* **Available data**:
■ ■ ■ ■ ■ ■ ■

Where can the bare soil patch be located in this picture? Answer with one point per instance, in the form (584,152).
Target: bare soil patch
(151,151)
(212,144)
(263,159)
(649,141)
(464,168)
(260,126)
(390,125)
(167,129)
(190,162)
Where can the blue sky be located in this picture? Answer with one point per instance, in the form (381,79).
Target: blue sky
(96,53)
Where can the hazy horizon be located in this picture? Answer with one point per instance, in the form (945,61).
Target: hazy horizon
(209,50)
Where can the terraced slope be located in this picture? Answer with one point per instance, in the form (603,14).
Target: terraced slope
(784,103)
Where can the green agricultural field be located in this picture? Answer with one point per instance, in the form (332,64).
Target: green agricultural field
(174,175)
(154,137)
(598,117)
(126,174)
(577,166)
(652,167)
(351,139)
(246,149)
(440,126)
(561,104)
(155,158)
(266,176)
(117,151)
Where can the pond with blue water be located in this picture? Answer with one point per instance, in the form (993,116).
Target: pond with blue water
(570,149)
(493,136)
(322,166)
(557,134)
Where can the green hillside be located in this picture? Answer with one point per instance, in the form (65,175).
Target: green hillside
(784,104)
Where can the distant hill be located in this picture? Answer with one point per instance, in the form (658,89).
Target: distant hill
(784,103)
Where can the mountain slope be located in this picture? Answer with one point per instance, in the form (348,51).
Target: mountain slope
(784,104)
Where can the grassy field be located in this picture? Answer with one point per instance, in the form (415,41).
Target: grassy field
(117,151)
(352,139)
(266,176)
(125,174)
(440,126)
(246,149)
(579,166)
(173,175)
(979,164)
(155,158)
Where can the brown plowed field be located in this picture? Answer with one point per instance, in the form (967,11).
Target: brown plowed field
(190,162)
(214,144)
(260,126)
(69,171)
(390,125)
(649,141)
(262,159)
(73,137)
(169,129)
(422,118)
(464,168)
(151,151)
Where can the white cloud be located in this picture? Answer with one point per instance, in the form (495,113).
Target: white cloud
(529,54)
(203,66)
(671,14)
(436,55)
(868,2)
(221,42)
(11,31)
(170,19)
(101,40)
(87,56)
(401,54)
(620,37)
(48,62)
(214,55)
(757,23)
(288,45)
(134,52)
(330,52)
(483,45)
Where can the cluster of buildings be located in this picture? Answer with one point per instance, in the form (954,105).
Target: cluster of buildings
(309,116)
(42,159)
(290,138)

■ ■ ■ ■ ■ ■ ■

* **Written problem**: Output the records above as a two-column CSV with the header "prompt" and "response". Give one row per record, putting its text and its answer each in a single quoted field with line breaks replaced by spaces.

* **Correct response**:
prompt,response
"Where can the bare soil patch be located in this picture? Answer with one point per instance, in the form (584,152). Target: bare soil patch","(151,151) (212,144) (263,159) (649,141) (464,168) (260,126) (390,125) (167,129) (190,162)"
"Where can the blue sky be located in this picture? Answer with one point per instance, in the form (381,79). Target: blue sky","(96,53)"
"Where can the hazy horizon be located in this picture? Answer with one point per instance, in the form (945,61). Target: hazy horizon","(209,50)"
"Where can the terraced slope be located in this picture? Answer with one point per instance, in the form (603,14). Target: terraced slope","(784,103)"
"Where can the green agricultural field be located in this picture? Answer with one point per instance, in the form (332,64). Target: green agricultural field","(174,175) (154,137) (598,117) (126,174) (577,166) (652,167) (351,139) (246,149) (440,126) (561,104) (155,158) (266,176) (117,151)"
"Where can the pond with blue water be located in this picture? Answer with one point per instance, in the form (993,116). Target: pond with blue water","(570,149) (493,136) (322,166) (557,134)"
"Where can the green hillside be located in this picture? Answer with one point per instance, in the form (65,175). Target: green hillside","(784,104)"
"Where can the distant hill be located in this picture? Answer with one point per instance, in the form (658,89). Target: distant hill","(784,103)"
"Where can the mountain slope be located in this picture? Answer with one point per instance, in the form (348,51). Target: mountain slope","(784,104)"
"Where can the grassy field be located in this picture? Answer with one point per instance, in the form (415,41). Target: grassy field","(117,151) (352,139) (266,176) (125,174) (440,126) (246,149) (579,166) (173,175) (979,164) (155,158)"
"Where can the brown plowed field be located in this picture? Answer with one point per instance, in the form (967,11). Target: brown plowed field","(190,162) (214,144) (260,126) (69,171) (390,125) (649,141) (262,159) (73,137) (169,129) (422,118) (464,168) (151,151)"
"Where can the white cloud be located in this picture? Answer with one point per instance, in the form (495,113). Target: white cloud","(529,54) (203,66) (671,14) (436,55) (868,2) (221,42) (11,31) (170,19) (101,40) (87,56) (401,54) (620,37) (48,62) (214,55) (757,23) (288,45) (134,52) (330,52) (483,45)"
"Where can the cluster of buildings be located in this picture? Answer with one point per instance, in the form (954,105). Target: cluster of buildings","(309,116) (42,159) (290,138)"